What to work on –
Beginning at the line with "If you could indicate the gold chain", output each line to the end of the listing below exactly, please.

Supplied entries –

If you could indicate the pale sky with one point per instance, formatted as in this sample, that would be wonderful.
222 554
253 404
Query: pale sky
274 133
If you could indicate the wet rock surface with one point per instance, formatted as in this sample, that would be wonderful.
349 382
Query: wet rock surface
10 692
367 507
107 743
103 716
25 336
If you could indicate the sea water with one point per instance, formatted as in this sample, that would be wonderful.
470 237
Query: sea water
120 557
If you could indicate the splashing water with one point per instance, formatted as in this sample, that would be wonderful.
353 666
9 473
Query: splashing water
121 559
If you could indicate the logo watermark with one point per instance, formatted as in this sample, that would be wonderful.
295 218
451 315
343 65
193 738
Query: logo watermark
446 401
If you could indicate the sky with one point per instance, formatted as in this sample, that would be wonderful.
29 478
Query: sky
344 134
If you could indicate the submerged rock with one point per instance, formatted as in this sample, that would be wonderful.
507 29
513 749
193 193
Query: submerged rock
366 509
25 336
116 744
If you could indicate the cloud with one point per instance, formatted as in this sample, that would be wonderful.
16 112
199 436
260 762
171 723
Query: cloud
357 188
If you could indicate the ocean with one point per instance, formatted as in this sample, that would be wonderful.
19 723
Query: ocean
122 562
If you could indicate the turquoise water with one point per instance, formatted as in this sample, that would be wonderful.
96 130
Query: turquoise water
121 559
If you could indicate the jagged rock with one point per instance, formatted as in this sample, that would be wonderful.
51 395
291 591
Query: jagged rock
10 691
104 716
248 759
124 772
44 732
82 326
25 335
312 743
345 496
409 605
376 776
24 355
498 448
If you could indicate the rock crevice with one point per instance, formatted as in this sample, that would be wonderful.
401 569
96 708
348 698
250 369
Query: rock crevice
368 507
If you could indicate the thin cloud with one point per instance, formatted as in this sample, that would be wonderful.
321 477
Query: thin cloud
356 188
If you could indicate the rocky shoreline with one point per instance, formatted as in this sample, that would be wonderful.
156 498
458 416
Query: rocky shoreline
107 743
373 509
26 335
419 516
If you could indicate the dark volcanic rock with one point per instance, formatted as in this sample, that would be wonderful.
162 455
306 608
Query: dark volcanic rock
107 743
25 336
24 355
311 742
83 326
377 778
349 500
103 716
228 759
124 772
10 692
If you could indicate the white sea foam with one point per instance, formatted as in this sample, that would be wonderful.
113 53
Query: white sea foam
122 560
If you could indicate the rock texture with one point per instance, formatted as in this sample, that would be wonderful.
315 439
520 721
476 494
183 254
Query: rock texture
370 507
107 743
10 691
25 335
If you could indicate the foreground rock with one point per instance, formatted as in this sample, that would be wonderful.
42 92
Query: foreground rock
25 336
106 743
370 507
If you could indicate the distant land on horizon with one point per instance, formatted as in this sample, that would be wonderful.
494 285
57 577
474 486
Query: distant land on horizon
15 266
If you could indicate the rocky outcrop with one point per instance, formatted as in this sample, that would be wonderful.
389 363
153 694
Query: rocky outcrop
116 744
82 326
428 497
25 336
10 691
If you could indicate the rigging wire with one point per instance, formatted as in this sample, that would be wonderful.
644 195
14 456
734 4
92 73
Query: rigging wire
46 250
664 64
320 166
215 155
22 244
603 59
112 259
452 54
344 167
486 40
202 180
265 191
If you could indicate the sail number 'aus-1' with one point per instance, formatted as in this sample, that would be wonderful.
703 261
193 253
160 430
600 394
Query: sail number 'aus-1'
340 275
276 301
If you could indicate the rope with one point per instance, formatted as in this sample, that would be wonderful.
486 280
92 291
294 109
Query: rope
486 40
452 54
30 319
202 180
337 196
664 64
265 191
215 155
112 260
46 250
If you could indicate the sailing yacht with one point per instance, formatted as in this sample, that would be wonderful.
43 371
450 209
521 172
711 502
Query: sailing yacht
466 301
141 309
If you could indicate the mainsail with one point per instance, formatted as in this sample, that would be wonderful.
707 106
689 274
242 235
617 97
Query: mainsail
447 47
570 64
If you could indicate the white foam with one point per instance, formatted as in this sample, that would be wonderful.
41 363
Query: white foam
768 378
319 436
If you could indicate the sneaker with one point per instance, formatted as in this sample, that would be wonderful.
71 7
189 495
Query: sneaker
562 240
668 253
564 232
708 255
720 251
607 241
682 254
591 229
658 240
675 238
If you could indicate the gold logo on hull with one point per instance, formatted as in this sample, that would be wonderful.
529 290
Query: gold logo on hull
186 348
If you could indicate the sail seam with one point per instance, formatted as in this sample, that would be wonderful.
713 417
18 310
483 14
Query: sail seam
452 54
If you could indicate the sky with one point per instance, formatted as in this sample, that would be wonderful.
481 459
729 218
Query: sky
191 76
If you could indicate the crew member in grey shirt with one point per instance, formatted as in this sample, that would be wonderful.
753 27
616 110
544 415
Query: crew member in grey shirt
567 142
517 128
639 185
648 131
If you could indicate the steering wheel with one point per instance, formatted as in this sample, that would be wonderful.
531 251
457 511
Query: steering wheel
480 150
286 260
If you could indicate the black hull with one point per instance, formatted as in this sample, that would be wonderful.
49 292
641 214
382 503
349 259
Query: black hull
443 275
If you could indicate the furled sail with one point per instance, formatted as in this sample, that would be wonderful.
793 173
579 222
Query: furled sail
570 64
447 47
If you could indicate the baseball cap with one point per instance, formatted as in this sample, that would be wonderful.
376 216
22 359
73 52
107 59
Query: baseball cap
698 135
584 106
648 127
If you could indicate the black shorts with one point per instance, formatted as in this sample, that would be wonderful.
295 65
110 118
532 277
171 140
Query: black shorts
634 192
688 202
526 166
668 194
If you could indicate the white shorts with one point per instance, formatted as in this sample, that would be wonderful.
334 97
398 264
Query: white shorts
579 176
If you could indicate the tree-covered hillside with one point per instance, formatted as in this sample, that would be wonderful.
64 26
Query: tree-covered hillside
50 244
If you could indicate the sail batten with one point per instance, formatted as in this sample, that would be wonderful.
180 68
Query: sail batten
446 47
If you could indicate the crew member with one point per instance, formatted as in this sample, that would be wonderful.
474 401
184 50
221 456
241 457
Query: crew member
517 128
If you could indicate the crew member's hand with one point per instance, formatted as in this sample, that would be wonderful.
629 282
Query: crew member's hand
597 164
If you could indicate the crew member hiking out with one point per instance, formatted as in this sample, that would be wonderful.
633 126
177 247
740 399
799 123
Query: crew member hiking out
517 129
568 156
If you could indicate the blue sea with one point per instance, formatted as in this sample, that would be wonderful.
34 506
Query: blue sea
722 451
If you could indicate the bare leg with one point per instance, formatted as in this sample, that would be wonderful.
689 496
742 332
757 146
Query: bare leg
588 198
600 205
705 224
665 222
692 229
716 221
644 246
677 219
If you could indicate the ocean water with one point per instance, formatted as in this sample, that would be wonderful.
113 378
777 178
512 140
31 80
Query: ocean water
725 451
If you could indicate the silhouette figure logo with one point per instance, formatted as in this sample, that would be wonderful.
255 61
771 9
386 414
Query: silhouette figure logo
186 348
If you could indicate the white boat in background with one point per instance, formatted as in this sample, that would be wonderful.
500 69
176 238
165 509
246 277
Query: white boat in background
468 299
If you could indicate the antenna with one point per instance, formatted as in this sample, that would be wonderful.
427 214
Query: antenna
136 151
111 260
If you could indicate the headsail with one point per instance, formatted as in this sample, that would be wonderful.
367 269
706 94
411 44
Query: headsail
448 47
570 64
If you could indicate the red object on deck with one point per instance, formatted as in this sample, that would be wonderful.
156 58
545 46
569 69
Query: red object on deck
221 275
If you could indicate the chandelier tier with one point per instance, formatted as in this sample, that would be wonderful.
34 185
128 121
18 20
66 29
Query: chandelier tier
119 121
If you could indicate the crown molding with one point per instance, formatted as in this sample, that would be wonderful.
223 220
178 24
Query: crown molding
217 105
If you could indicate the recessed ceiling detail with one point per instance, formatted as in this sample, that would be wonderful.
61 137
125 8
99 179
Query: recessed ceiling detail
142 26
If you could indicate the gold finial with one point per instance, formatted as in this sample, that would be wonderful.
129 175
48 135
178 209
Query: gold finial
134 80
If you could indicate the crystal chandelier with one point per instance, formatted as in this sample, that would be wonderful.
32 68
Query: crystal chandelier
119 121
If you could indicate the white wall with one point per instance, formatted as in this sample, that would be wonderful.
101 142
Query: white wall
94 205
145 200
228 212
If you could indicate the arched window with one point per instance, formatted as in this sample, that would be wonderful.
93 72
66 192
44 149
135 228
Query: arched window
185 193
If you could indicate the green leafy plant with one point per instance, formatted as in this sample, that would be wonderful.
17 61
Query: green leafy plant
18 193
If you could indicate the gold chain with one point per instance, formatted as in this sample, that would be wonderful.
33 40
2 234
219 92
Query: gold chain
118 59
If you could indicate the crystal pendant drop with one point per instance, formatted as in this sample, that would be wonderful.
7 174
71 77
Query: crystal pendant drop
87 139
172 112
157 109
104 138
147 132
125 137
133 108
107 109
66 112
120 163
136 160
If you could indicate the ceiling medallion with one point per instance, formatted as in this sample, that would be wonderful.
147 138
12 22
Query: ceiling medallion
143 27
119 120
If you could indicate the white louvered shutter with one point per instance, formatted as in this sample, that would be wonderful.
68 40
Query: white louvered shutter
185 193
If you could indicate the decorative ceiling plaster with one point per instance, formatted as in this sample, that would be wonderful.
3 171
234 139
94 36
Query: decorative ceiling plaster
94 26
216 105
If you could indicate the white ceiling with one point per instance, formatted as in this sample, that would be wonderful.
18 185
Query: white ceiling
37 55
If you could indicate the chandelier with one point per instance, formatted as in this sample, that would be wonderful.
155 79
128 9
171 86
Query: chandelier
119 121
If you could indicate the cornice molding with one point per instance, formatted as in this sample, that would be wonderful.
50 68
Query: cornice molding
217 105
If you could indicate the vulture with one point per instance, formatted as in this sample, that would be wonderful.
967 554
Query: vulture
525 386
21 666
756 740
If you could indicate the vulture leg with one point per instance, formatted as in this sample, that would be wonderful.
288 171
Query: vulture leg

Solution for this exercise –
If you could indicate the gold chain with one point per instance, formatted as in this sample, that would be wonderful.
33 40
2 234
219 92
Query: gold chain
118 59
If you could indicate the crystal pendant drop with one point per instance, formatted as in this sample, that would be wonderful.
7 174
71 77
Query: crystal pendant drop
87 139
172 112
157 109
104 138
147 132
125 137
133 108
107 109
66 112
120 163
136 160
If you could indicate the ceiling medallion with one point per instance, formatted as in this sample, that would be wonderful.
147 138
12 22
Query: ceiling medallion
143 27
119 120
If you could indicate the white louvered shutter with one point per instance, formatted as in this sample, that would be wonderful.
68 40
Query: white louvered shutter
185 193
If you could indicate the decorative ceiling plaster with one point per instance, formatted as in this sample, that would be wonderful.
3 171
234 139
94 36
Query: decorative ceiling plaster
94 26
216 105
If you could indicate the white ceiling with one point per instance, formatted as in this sample, that would be wonderful.
18 185
Query: white ceiling
37 55
If you could indicate the chandelier with one point per instance, formatted as in this sample, that would be wonderful.
155 79
128 9
171 86
Query: chandelier
119 121
If you could indicate the cornice molding with one point per instance, formatted as in this sample, that would be wonderful.
50 68
Query: cornice molding
217 105
If you could indicate the vulture with one point per instance, formatted as in this sample, that would be wonderful.
967 554
Query: vulture
525 386
21 666
756 740
If you could indicate the vulture leg with one point per instance, formatted as in this sample, that would be wonderful.
288 171
Query: vulture leg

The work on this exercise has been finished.